* _Required work_:
Rewrite the data below, putting "evening sky" in place of every "dusk sky" and leaving everything else unchanged.

* _Records_:

*****

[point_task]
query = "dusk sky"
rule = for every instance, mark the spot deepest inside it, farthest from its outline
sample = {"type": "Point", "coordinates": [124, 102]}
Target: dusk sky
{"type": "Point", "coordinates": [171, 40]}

*****

* _Answer in full_:
[point_task]
query = "evening sky"
rule = for every instance, mark the spot deepest inside it, farthest from its outline
sample = {"type": "Point", "coordinates": [124, 102]}
Target: evening sky
{"type": "Point", "coordinates": [171, 40]}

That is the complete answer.